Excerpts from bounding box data
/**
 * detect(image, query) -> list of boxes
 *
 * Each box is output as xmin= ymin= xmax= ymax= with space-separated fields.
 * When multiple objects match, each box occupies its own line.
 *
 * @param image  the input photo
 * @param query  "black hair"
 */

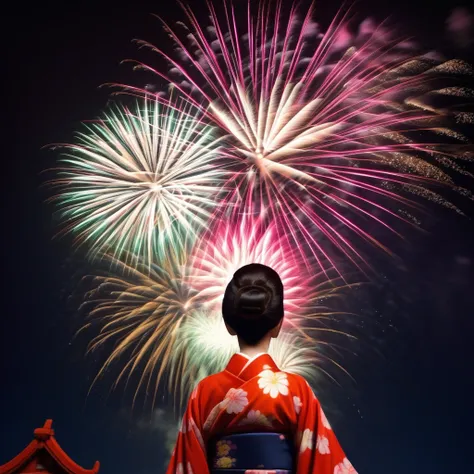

(PROBLEM) Quote the lines above word for word, leaving out the picture.

(EXERCISE OUTPUT)
/**
 * detect(image, query) -> list of boxes
 *
 * Each box is output as xmin= ymin= xmax= ymax= with space-separated fields.
 * When multiple objects match, each box occupies its own line.
 *
 * @param image  the input photo
 * @param query  "black hair"
 */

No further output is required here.